» **EXERCISE**
Rewrite the data below, changing "with a comma between" to "separated by a comma" everywhere and keeping all other text the same. Leave the pictures out of your answer.

[Records from a collection]
= = =
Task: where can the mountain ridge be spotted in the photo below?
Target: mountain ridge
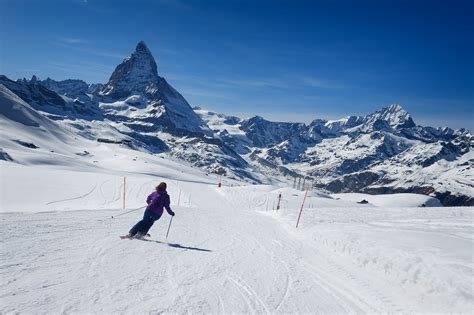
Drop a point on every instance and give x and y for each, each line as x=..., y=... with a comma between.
x=367, y=153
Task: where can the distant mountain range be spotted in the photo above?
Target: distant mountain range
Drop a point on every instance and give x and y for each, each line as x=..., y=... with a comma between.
x=383, y=152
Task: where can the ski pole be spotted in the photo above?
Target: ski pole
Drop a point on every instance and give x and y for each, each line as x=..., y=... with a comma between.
x=128, y=212
x=171, y=220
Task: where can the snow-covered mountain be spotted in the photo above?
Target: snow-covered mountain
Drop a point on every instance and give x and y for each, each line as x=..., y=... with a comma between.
x=381, y=152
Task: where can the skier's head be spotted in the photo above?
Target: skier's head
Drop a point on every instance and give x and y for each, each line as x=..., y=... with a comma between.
x=161, y=187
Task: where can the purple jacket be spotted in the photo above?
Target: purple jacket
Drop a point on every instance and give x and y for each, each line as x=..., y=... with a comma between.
x=157, y=201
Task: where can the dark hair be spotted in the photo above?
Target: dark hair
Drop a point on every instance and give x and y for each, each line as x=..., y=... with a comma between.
x=161, y=187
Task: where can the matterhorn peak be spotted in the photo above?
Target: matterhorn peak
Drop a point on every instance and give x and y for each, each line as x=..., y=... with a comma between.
x=137, y=74
x=395, y=115
x=142, y=47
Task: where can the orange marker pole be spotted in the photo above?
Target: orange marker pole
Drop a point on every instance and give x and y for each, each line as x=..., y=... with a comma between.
x=124, y=186
x=301, y=210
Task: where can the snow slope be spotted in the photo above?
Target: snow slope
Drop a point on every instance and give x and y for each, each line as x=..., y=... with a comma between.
x=228, y=251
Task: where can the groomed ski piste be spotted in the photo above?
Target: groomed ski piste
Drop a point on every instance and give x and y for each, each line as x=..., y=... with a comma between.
x=228, y=250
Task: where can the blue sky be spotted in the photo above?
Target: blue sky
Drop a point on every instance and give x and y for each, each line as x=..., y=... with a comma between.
x=284, y=60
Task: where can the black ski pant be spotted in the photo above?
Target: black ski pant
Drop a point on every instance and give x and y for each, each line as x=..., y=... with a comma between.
x=145, y=224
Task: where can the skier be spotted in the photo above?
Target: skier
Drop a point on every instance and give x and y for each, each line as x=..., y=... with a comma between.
x=156, y=201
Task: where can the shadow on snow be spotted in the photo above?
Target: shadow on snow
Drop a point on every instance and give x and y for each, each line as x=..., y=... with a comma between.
x=180, y=246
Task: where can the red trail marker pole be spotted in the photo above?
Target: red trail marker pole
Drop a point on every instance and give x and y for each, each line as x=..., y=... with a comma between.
x=301, y=210
x=124, y=186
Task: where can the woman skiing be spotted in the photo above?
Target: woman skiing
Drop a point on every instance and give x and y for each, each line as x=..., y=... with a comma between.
x=156, y=201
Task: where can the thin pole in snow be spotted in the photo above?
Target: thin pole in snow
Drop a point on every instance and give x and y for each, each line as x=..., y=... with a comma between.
x=124, y=186
x=171, y=220
x=301, y=210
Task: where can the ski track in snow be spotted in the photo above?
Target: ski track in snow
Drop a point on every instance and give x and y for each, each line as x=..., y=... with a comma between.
x=226, y=255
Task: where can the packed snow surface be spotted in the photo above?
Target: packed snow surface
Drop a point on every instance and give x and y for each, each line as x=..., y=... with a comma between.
x=228, y=251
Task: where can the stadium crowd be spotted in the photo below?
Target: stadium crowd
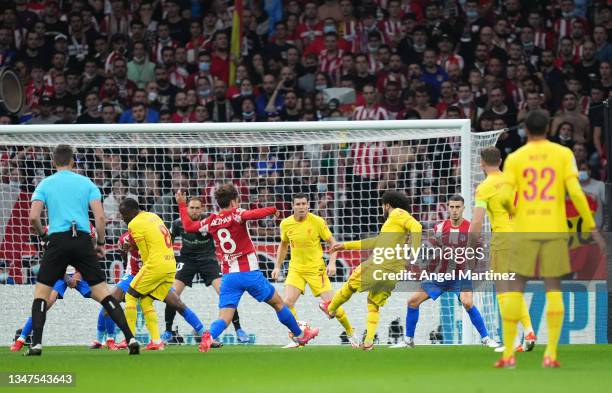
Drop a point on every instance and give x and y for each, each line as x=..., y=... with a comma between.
x=116, y=61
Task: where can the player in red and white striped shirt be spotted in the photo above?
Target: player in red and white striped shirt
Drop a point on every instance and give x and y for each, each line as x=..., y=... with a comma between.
x=239, y=263
x=449, y=234
x=330, y=59
x=371, y=110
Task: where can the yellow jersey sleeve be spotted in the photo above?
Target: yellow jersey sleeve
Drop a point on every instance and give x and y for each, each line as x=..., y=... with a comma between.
x=283, y=229
x=483, y=194
x=324, y=232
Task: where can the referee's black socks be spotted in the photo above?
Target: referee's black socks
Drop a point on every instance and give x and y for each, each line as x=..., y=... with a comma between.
x=39, y=315
x=114, y=310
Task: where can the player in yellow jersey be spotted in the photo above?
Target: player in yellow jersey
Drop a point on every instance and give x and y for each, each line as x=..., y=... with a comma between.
x=376, y=275
x=543, y=173
x=495, y=197
x=156, y=276
x=303, y=232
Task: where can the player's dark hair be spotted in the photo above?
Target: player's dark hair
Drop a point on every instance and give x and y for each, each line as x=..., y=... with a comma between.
= = =
» **WRITTEN SOLUTION**
Task: where can the mountain ridge be spotted in the photo below?
Target: mountain ridge
Drop a point on every instance and give x and y for each, each line as x=..., y=... separated by a comma.
x=367, y=153
Task: where can the distant mountain range be spotted in the photo above?
Target: distant mountain range
Drop a point on every instance and give x and y for each, each line as x=..., y=... separated by a comma.
x=383, y=152
Task: where can the ski pole be spotted in the photo above?
Target: ski pole
Drop a point on every instance and give x and y for each, each line as x=..., y=... separated by a comma.
x=128, y=212
x=171, y=220
Task: where can the snow-covered mountain be spotted in the photo above?
Target: snow-covered mountain
Drop a point on every instance and give x and y for each, each line as x=..., y=... separated by a comma.
x=381, y=152
Task: where can the skier's head be spotted in the photo above?
Target: skier's head
Drop a point on every instance and give x and y for each, each line as x=..., y=... separated by a comma.
x=161, y=187
Task: where can the purple jacket be spotted in the photo above?
Target: purple jacket
Drop a point on every instance and give x and y for each, each line as x=..., y=... separated by a comma.
x=157, y=201
Task: where can the dark hair be spotted in the photo above?
Target: dark hair
Drop a point on every instance and give x and y for each, each line as x=..., y=... separated by a comma.
x=161, y=187
Task: where can the matterhorn peak be spotted in the photo above?
Target: matterhorn peak
Drop a point on every instance and give x and y for each, each line as x=..., y=... separated by a comma.
x=137, y=74
x=395, y=115
x=142, y=47
Task: where can the orange marker pole be spotted in the photo above?
Target: orange marker pole
Drop a point on every instance and give x and y for each, each line as x=..., y=... separated by a comma.
x=124, y=186
x=301, y=210
Task: where can the snow slope be spotted in the photo above?
Target: snow slope
Drop a point on every instance and give x and y for each, each line as x=..., y=... separated by a comma.
x=228, y=251
Task: where can the groomed ski piste be spotted in the photo above?
Target: groomed ski piste
Drop a point on every instance and give x and y for each, each line as x=..., y=... separated by a comma.
x=228, y=250
Task: where can the blue sky be spotted in the photo above?
Target: blue sky
Drop a point on every instance and give x and y for each, each line as x=..., y=... separated by a comma.
x=284, y=60
Task: where can the black ski pant be spotted in the photo above?
Target: black ski pant
Drop a point on every instance and give x and y for each, each line as x=..., y=... separated by a comma.
x=145, y=224
Task: where can the skier be spotted in the photo above?
Target: skier
Drop a point on every instance and give x and y for each, each line as x=..., y=... separated by a comma.
x=156, y=201
Task: where can the shadow on snow be spotted in the photo above?
Target: shadow on snow
Drop a point on every instance and give x and y for each, each line as x=..., y=... separated by a comma.
x=180, y=246
Task: where can the red trail marker pole be spotted in the photo above?
Target: red trail marker pole
Drop a point on every instance and give x and y for each, each line as x=..., y=... separated by a comma.
x=301, y=210
x=124, y=186
Task: where can the woman skiing be spotted in the photo above?
Target: woman skiing
Drop a point on every instance and give x and y for each, each line as x=..., y=... separated by a comma.
x=156, y=201
Task: where can the thin pole in snow be spotted in the photo above?
Target: thin pole in snow
Drop a point on every instance and give x and y for each, each line as x=..., y=... separated by a comma.
x=124, y=186
x=171, y=220
x=301, y=210
Task: where can the ski track in snow be spotted in the photo above?
Target: ski track in snow
Drop a point on every instance and give x and y for each, each line as x=..., y=... separated by a comma.
x=226, y=255
Task: where can the packed snow surface be spotted in the photo above?
Target: packed snow surface
Drop a point on every instance and give x and y for each, each line as x=..., y=... separated by a comma.
x=228, y=251
Task: where can the stadium crowd be spotted in the photo below?
Target: stadium crowd
Drop a point on every instance and give x and y for each, each line as x=..., y=... separated by a comma.
x=116, y=61
Task: where can the player in red and white striped shirt be spotted in the photo above?
Target: player in red and white striped shirt
Drop a point on every instance and give x and y for each, each line as x=..., y=... separated by a comma.
x=239, y=263
x=449, y=234
x=330, y=59
x=371, y=110
Task: where can the yellow jersey sleeve be spotted in the photo above?
Target: yellow jersey sleeve
Drop a point on every instance and give x and y for each, each line as x=..., y=... separated by a comma.
x=283, y=229
x=483, y=194
x=324, y=232
Task: where can the referee's black socks be spotted in the photo above?
Target: referee's black socks
Drop a point on every instance and give x and y for each, each line as x=..., y=... separated by a comma.
x=39, y=315
x=114, y=310
Task: where can the player in yellow jersey be spotted in the photo above?
Target: player in yellow jersey
Drop a point on every instance and give x and y for each, each line as x=..., y=... separated by a comma.
x=376, y=275
x=543, y=173
x=495, y=197
x=156, y=276
x=303, y=232
Task: where can the player's dark hair be spotted in the photo above?
Target: player's dark hair
Drop a point on every instance and give x and y for each, each line as x=..., y=... separated by a comma.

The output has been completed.